■ Set problem
In the essay on casual sex, repeat word for word the passage from "I didn’t wake" to "guidelines in mind.".

Several weeks and several beers post-breakup, a guy friend and I realized we’d both had crushes on each other for almost two years. One or both of us had always been in a relationship during the time we’d known each other, though, so nothing ever came of it. This was a guy I trusted, cared for, and respected; and I knew he held me in the same regard. Knowing full well that we were graduating in five weeks, that we were moving to different states, and that there was absolutely no chance of romance, I entered into my first “casual” sexual relationship.

I didn’t wake up that first morning to any feelings of shame or regret. I woke up to the feeling of satisfaction and to the face of someone I knew. He made me laugh. I could be myself around him. And frankly, he really knows his way around a vagina. There was nothing casual about it. We were, and still are, two people who enjoy each other’s company immensely, find each other physically attractive, and are comfortable enough to strip down and ask for exactly what we want. “Casual” sex is just as fulfilling as relationship sex if you keep the following guidelines in mind.

1. Own your sexuality.
I despise when people refer to a woman choosing to have sex as “giving it up.” Sex is just as much about getting as it is giving; a true balance is what makes for a truly great sexual experience. You have to be confident in your own sexuality in order to be confident about any sexual encounter. Figure out what you like, then ask for it.

Shape boundary entries
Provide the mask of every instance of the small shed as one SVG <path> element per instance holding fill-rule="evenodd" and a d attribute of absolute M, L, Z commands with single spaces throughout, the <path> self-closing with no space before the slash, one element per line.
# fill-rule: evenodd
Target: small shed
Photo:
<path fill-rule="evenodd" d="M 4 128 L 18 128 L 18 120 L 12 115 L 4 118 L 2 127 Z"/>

■ Response
I didn’t wake up that first morning to any feelings of shame or regret. I woke up to the feeling of satisfaction and to the face of someone I knew. He made me laugh. I could be myself around him. And frankly, he really knows his way around a vagina. There was nothing casual about it. We were, and still are, two people who enjoy each other’s company immensely, find each other physically attractive, and are comfortable enough to strip down and ask for exactly what we want. “Casual” sex is just as fulfilling as relationship sex if you keep the following guidelines in mind.